◆ **原文摘录**:
****

现在的FPGA基本上都提供了Block RAM供用户使用,所以在自己的工程怎么用VHDL来使用这些Block RAM就非常重要。当然,还是推荐使用开发商提供的软件来生成一个RAM模块,但是这样的RAM块不论移植性还是灵活性都降低了。所以这里采用VHDL来描述一个RAM,对于不同的综合工具和约束条件,综合出的结果可能有所不同,尽管这样,其移植性和灵活性还是要比使用工具生成的RAM块好。使用不同的综合工具,只要稍加修改就可以满足自己设计的要求。
下面的VHDL代码使用ISE的XST综合,综合结果使用了Block RAM,这是我们期望的。当然有时对于用到的容量很小的RAM,我们并不需要其使用Block RAM,那么只要稍微修改一下就可以综合成Distribute RAM。具体如何修改后面再做介绍。
--------------------------------------------------------------------------------
-- Engineer: skycanny
-- Module Name: ram - Behavioral
-- Tool versions: ISE 7.1
-- Description: This module is designed to generate a RAM
--------------------------------------------------------------------------------
library IEEE;
use IEEE.STD_LOGIC_1164.ALL;
use IEEE.STD_LOGIC_ARITH.ALL;
use IEEE.STD_LOGIC_UNSIGNED.ALL;
entity ram is
generic(width: integer := 16; -- used to change the memory data's width
depth: integer := 8); -- used to change the memery address' width during
-- instantiation.
port(
clk : in std_logic; --clock
addr : in std_logic_vector(depth - 1 downto 0); --address bus
cs : in std_logic; --chip select
oe : in std_logic; --output enable
--high for write
--low for read
data_i: in std_logic_vector(width - 1 downto 0); --write data bus
data_o: out std_logic_vector(width - 1 downto 0) --read data bus
);
end ram;
architecture Behavioral of ram is
type ram is array(2 ** depth - 1 downto 0) of std_logic_vector(width - 1 downto 0);
signal ram1 : ram;
begin
process(clk)
begin
if(clk'event and clk = '1') then
if(cs = '0') then
if(oe = '0') then
data_o <= ram1(conv_integer(addr));
else
ram1(conv_integer(addr)) <= data_i;
end if;
end if;
end if;
end process;
end Behavioral;
----------------------------------------------------------------------------------------------------
我们看一下综合报告:
=========================================================================
* HDL Synthesis *
=========================================================================
Synthesizing Unit <ram>.
Related source file is "G:/vhdl/ram/ram.vhd".
Found 256x16-bit single-port block RAM for signal <ram1>.
-----------------------------------------------------------------------
| mode | no-change | |
| aspect ratio | 256-word x 16-bit | |
| clock | connected to signal <clk> | rise |
| enable | connected to signal <cs> | low |
| write enable | connected to signal <oe> | high |
| address | connected to signal <addr> | |
| data in | connected to signal <data_i> | |
| data out | connected to signal <data_o> | |
| ram_style | Auto | |
-----------------------------------------------------------------------
Summary:
inferred 1 RAM(s).

****

◆ **数据行**:

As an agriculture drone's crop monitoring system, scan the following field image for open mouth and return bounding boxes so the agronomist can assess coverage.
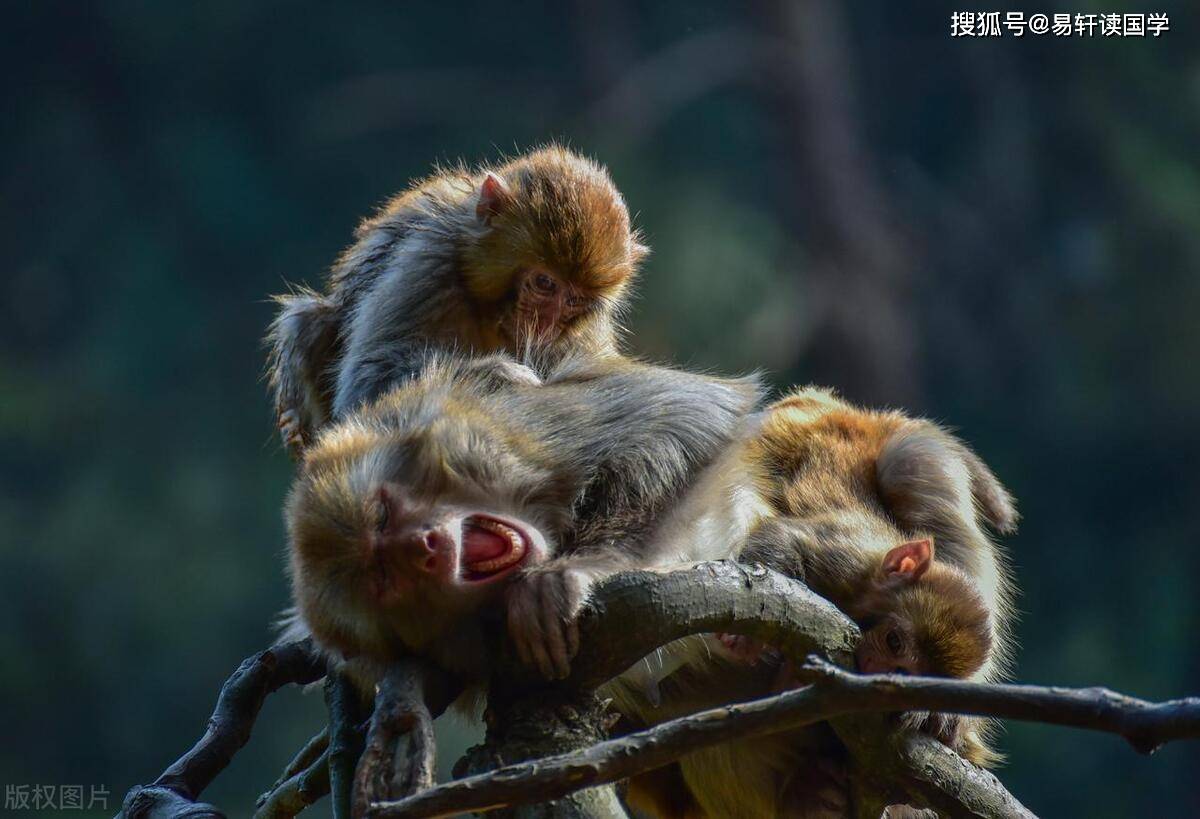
[462,515,529,581]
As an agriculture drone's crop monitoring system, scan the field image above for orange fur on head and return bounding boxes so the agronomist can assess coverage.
[464,145,648,300]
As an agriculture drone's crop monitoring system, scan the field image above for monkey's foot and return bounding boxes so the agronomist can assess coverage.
[278,410,304,456]
[782,754,850,819]
[508,567,595,680]
[354,663,436,817]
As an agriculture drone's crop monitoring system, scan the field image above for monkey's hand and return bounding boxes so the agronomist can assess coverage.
[508,560,607,680]
[278,410,305,460]
[466,354,541,387]
[716,632,767,665]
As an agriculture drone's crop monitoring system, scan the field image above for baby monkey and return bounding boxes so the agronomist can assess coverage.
[286,355,758,691]
[266,145,647,455]
[617,388,1016,817]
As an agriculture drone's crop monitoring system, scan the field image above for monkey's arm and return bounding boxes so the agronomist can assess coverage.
[266,289,341,456]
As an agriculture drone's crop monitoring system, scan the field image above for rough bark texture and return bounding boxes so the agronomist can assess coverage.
[125,562,1200,819]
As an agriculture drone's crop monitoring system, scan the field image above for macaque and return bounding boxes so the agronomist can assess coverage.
[613,389,1016,817]
[278,355,758,691]
[268,145,648,455]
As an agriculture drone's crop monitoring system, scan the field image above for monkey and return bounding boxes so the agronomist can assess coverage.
[284,354,760,692]
[266,144,649,455]
[610,388,1016,818]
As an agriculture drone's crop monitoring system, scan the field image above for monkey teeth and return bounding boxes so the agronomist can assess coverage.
[462,515,526,575]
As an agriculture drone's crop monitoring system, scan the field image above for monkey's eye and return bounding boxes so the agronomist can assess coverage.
[533,273,558,295]
[374,494,391,532]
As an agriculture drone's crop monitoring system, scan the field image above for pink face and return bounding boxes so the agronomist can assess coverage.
[515,268,593,342]
[364,484,546,606]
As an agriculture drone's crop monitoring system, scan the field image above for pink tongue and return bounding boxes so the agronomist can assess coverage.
[462,526,509,564]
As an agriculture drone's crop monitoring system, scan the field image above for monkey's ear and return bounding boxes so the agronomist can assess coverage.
[882,538,934,582]
[475,173,512,223]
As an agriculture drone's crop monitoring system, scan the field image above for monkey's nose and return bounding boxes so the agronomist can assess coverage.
[409,528,454,574]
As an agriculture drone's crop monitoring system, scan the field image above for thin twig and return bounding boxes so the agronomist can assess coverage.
[368,657,1200,819]
[122,640,325,819]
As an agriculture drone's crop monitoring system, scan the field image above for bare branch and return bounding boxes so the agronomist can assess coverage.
[391,561,1028,817]
[370,657,1200,819]
[122,640,325,819]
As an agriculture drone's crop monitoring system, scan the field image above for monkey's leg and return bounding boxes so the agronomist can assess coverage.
[354,658,461,815]
[325,668,366,819]
[266,291,340,456]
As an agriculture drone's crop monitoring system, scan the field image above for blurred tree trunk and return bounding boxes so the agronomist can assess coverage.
[752,0,923,408]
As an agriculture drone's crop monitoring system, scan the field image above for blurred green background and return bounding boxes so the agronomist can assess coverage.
[0,0,1200,817]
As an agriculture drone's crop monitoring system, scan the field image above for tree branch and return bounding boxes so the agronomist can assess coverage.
[422,561,1030,819]
[254,743,329,819]
[122,640,325,819]
[325,669,366,819]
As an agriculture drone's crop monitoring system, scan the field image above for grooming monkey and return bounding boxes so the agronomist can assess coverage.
[612,389,1016,818]
[286,355,758,691]
[268,145,647,454]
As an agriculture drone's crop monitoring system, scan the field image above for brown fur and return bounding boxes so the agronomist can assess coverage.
[286,357,758,681]
[268,145,647,454]
[622,388,1016,817]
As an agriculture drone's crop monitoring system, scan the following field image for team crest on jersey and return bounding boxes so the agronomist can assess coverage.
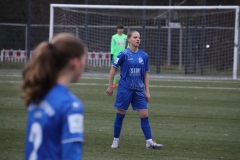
[138,57,144,64]
[114,58,119,64]
[72,102,80,111]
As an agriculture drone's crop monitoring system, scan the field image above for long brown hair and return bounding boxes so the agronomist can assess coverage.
[21,33,86,106]
[125,30,138,49]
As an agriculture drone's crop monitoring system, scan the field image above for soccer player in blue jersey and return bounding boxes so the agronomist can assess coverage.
[22,33,87,160]
[106,31,163,149]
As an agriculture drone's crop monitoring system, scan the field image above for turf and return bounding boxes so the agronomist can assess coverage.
[0,72,240,160]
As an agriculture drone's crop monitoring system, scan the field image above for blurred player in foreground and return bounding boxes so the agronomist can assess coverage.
[22,33,87,160]
[111,24,127,88]
[106,31,163,149]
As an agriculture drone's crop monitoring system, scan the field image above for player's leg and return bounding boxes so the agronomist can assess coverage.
[111,109,126,148]
[112,56,117,88]
[112,75,117,88]
[111,85,132,148]
[132,92,163,149]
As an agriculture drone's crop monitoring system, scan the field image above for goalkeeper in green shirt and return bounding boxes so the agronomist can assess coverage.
[111,24,127,88]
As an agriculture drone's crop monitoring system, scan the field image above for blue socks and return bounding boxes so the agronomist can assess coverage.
[114,113,125,138]
[141,117,152,140]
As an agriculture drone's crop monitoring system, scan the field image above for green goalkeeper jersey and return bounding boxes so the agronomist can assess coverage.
[111,34,127,59]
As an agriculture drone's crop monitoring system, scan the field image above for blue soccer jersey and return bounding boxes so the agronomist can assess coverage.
[113,48,150,91]
[25,84,84,160]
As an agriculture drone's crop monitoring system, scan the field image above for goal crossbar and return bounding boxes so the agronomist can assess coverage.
[49,4,239,79]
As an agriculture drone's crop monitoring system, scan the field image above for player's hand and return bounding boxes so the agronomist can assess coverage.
[146,93,150,102]
[106,87,113,96]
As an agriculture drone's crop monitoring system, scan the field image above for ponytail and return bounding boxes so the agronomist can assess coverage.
[21,33,86,106]
[125,30,137,49]
[125,40,128,49]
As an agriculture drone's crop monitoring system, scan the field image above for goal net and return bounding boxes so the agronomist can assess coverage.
[49,4,239,79]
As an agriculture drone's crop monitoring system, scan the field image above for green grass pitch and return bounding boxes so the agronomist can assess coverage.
[0,72,240,160]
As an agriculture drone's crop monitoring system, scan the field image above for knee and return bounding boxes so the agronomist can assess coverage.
[117,109,126,115]
[139,112,148,118]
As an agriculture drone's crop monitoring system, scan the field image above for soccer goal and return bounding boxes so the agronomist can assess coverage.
[49,4,240,79]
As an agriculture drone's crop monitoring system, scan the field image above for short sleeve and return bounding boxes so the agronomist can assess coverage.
[144,55,150,72]
[62,100,84,144]
[113,52,125,68]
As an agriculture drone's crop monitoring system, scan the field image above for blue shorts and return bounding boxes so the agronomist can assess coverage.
[114,85,148,111]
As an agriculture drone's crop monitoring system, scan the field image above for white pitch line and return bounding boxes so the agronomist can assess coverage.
[0,74,240,83]
[0,80,240,90]
[71,83,240,90]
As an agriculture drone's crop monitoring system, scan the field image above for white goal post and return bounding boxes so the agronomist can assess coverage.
[49,4,239,79]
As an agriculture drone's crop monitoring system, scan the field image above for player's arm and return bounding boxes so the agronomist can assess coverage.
[144,55,150,102]
[144,72,150,102]
[110,36,115,61]
[61,101,84,160]
[106,66,117,96]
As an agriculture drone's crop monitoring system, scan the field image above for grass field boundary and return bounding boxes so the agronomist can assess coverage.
[0,74,240,83]
[0,80,240,90]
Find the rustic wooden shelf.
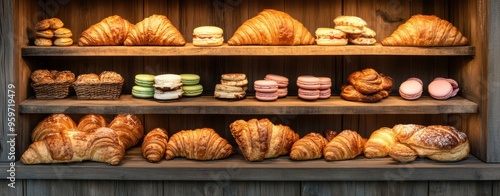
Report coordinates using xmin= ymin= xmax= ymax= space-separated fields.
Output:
xmin=22 ymin=43 xmax=475 ymax=56
xmin=0 ymin=148 xmax=500 ymax=181
xmin=20 ymin=95 xmax=478 ymax=115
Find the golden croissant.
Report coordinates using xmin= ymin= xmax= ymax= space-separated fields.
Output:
xmin=21 ymin=127 xmax=125 ymax=165
xmin=229 ymin=118 xmax=299 ymax=161
xmin=78 ymin=15 xmax=134 ymax=46
xmin=141 ymin=128 xmax=168 ymax=162
xmin=382 ymin=14 xmax=468 ymax=46
xmin=109 ymin=114 xmax=144 ymax=149
xmin=323 ymin=130 xmax=365 ymax=161
xmin=363 ymin=127 xmax=396 ymax=158
xmin=228 ymin=9 xmax=315 ymax=46
xmin=290 ymin=132 xmax=328 ymax=160
xmin=165 ymin=128 xmax=233 ymax=160
xmin=124 ymin=14 xmax=186 ymax=46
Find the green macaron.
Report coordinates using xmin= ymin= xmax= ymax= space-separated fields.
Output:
xmin=182 ymin=84 xmax=203 ymax=97
xmin=180 ymin=74 xmax=200 ymax=86
xmin=132 ymin=85 xmax=155 ymax=99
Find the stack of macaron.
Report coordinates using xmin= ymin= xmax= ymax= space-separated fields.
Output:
xmin=154 ymin=74 xmax=182 ymax=100
xmin=132 ymin=74 xmax=155 ymax=99
xmin=180 ymin=74 xmax=203 ymax=97
xmin=427 ymin=77 xmax=459 ymax=100
xmin=214 ymin=73 xmax=248 ymax=100
xmin=297 ymin=75 xmax=332 ymax=100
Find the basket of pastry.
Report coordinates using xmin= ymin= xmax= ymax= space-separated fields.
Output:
xmin=73 ymin=71 xmax=124 ymax=99
xmin=31 ymin=69 xmax=75 ymax=99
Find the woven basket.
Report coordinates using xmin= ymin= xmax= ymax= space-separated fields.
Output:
xmin=73 ymin=82 xmax=123 ymax=99
xmin=31 ymin=82 xmax=71 ymax=99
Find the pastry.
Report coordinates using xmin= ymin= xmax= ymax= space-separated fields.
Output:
xmin=382 ymin=14 xmax=469 ymax=46
xmin=141 ymin=128 xmax=168 ymax=163
xmin=193 ymin=26 xmax=224 ymax=46
xmin=228 ymin=9 xmax=315 ymax=46
xmin=124 ymin=14 xmax=186 ymax=46
xmin=165 ymin=128 xmax=233 ymax=161
xmin=78 ymin=15 xmax=134 ymax=46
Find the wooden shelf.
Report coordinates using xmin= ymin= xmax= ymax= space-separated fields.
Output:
xmin=20 ymin=95 xmax=478 ymax=115
xmin=22 ymin=43 xmax=475 ymax=56
xmin=5 ymin=148 xmax=500 ymax=181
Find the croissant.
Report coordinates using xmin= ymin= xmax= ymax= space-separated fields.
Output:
xmin=229 ymin=118 xmax=299 ymax=161
xmin=76 ymin=114 xmax=106 ymax=132
xmin=382 ymin=14 xmax=468 ymax=46
xmin=21 ymin=127 xmax=125 ymax=165
xmin=290 ymin=132 xmax=328 ymax=160
xmin=141 ymin=128 xmax=168 ymax=162
xmin=228 ymin=9 xmax=315 ymax=46
xmin=165 ymin=128 xmax=233 ymax=160
xmin=363 ymin=127 xmax=396 ymax=158
xmin=31 ymin=114 xmax=76 ymax=142
xmin=392 ymin=124 xmax=470 ymax=162
xmin=124 ymin=14 xmax=186 ymax=46
xmin=109 ymin=114 xmax=144 ymax=149
xmin=323 ymin=130 xmax=365 ymax=161
xmin=78 ymin=15 xmax=134 ymax=46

****

◆ **任务要求**:
1. 根据关于用VHDL描述RAM的文章回答:
(a) 文中的VHDL代码用哪个综合工具综合?
(b) generic中width的默认值是多少?
(c) 综合报告里write enable连接到哪个信号?
2. 请把关于用VHDL描述RAM的文章中从“Found 256x16-bit single-port”到“inferred 1 RAM(s).”的部分一字不差地重新输入。
上面的清单出自另一来源。

◆ **练习答案**:
1.
(a) ISE的XST
(b) 16
(c) oe

2.
Found 256x16-bit single-port block RAM for signal <ram1>.
-----------------------------------------------------------------------
| mode | no-change | |
| aspect ratio | 256-word x 16-bit | |
| clock | connected to signal <clk> | rise |
| enable | connected to signal <cs> | low |
| write enable | connected to signal <oe> | high |
| address | connected to signal <addr> | |
| data in | connected to signal <data_i> | |
| data out | connected to signal <data_o> | |
| ram_style | Auto | |
-----------------------------------------------------------------------
Summary:
inferred 1 RAM(s).